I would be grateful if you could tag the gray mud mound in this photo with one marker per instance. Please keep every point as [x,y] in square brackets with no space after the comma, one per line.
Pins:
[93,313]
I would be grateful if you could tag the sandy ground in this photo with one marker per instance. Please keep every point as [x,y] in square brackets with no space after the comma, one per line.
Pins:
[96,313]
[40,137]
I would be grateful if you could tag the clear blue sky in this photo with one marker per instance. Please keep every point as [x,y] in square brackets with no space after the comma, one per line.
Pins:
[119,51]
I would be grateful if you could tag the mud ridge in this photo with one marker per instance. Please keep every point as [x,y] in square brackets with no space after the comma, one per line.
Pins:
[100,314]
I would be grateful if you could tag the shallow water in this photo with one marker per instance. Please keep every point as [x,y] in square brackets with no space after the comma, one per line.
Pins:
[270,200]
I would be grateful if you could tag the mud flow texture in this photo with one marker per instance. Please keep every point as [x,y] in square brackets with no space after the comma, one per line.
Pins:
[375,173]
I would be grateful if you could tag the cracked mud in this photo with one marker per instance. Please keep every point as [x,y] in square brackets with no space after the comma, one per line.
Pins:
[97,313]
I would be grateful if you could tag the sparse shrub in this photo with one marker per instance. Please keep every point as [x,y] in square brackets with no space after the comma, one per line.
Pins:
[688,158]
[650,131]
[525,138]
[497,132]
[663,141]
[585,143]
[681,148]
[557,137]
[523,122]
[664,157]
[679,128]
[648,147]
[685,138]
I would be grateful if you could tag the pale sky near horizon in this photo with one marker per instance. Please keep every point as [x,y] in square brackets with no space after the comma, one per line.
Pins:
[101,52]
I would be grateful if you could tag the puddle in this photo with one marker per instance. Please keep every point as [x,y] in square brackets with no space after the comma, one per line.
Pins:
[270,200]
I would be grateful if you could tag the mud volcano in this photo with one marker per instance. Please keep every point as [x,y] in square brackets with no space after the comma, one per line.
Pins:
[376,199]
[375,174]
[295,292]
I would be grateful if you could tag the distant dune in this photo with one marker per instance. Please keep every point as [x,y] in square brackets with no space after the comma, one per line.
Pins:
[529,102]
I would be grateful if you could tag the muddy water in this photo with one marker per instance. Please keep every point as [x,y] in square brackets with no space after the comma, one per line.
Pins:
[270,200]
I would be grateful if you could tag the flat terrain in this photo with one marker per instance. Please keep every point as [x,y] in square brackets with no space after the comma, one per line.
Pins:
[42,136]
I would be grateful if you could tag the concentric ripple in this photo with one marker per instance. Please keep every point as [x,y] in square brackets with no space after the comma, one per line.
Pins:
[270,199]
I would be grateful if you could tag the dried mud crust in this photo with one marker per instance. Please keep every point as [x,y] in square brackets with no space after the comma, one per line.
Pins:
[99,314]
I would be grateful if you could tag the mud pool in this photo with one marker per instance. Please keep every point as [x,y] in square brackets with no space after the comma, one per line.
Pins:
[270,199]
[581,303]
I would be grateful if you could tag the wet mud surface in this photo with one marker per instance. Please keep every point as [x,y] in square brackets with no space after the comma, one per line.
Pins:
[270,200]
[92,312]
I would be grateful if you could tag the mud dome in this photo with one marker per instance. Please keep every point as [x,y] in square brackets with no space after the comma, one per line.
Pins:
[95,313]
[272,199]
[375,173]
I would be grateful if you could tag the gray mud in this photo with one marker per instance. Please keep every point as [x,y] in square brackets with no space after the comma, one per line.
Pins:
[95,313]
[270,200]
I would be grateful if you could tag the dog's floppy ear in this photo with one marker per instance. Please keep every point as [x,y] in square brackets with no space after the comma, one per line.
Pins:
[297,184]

============

▸ TO DO: Convert every entry above into a two-column CSV with the header text,answer, one row per entry. Put each entry's wording under text and its answer under answer, with each field enclosed in double quotes and any line breaks replaced by spaces.

▸ EXERCISE RESULT:
text,answer
"I would be grateful if you could tag the gray mud mound in this photo with one marker per instance. Please keep every point as [x,y] in square brackets with no space after the comma, one per line. Pins:","[93,313]"
"I would be grateful if you could tag the sandy ground in this photo with one marker per instance. Please keep every point as [x,y] in square brackets with no space after the comma, one per line. Pins:","[96,313] [40,137]"
"I would be grateful if you could tag the clear blue sky in this photo with one marker per instance. Please keep every point as [x,y] in square brackets with no space after the comma, one per line. Pins:","[119,51]"
"I would be grateful if you could tag the mud ridge in this photo with one marker per instance. Please keep every point as [x,y] in square brackets with no space after the comma, one per line. Pins:","[100,314]"
"I would be grateful if you could tag the shallow water in this photo with one marker per instance. Please keep every point as [x,y] in square brackets with no space after the comma, one per line. Pins:","[270,200]"
"I would be grateful if you could tag the mud flow texture in this photo with one marker per instance. Please keep every point as [x,y] in square brackets with no space after the comma, one per line. Pins:","[375,173]"
"I would be grateful if you could tag the cracked mud in this photo with one marker per instance. Please keep every point as [x,y] in square brackets with no space after the comma, one per line. Pins:","[97,313]"
"I would be grateful if you could tag the sparse shrub in this photo with one marker per instance. Please keep every point as [x,y] in square brackets with no space after the comma, one per line. Pins:","[688,158] [650,131] [525,138] [497,132] [663,141] [585,143] [681,148] [557,137] [523,122] [664,157] [679,128] [648,147] [685,138]"
"I would be grateful if you could tag the pale sky near horizon in this photo with one marker per instance. Please keep every point as [x,y] in square brackets with no space after the comma, one per line. Pins:","[101,52]"
"I would be grateful if you could tag the puddle in this photo with one marker per instance. Please keep every point as [x,y] in square brackets with no space after the comma, one per line. Pins:","[270,200]"
"I would be grateful if you could tag the mud volcano in this photo with one marker per instance. Please keep every point as [x,y] in square brackets with no space after the comma, one per line. Pins:","[376,199] [375,174] [295,292]"
"I would be grateful if you could tag the distant dune in this photo with one marker per instance. Please keep every point as [x,y] in square brackets with no space after the comma, one per line. Pins:","[529,102]"
"I would be grateful if you could tag the muddy water in this photo with one marker per instance. Please keep every point as [x,y] in square brackets with no space after the comma, one per line. Pins:","[270,200]"
"I would be grateful if you could tag the flat terrain in this photo with one marker per instance. Please keep every point as [x,y] in square brackets with no space after the comma, one per line. Pins:","[42,136]"
"I would be grateful if you could tag the concentric ripple in this photo with one marker per instance. Please keep every point as [x,y] in square brackets with no space after the comma, one per line. Pins:","[270,199]"
"I would be grateful if you could tag the dried mud crust in this photo with one marker per instance. Please keep every point as [x,y] in square brackets with no space after the comma, one per line. Pins:","[99,314]"
"I would be grateful if you could tag the mud pool in this photo with one marker per instance. Please keep every point as [x,y] in square brackets with no space after the comma, one per line. Pins:","[270,199] [581,303]"
"I would be grateful if you could tag the wet mud surface in this photo with one marker per instance. Please keep every point as [x,y] in square brackets with no space after the comma, one per line. Pins:","[270,200] [92,312]"
"I would be grateful if you could tag the mud dome in this photo with one marker per instance. Please keep every point as [x,y] in square brackets with no space after the comma, one per line. Pins:","[95,313] [272,199] [375,173]"
"I would be grateful if you could tag the gray mud in this photo with one marker per instance. Please keep every point as [x,y] in square brackets with no space after the comma, one per line. Pins:","[95,313] [270,200]"
"I would be grateful if you could tag the dog's floppy ear in this photo with one marker per instance. Please keep every point as [x,y] in square brackets with no space after the comma, one per line. Pins:","[297,184]"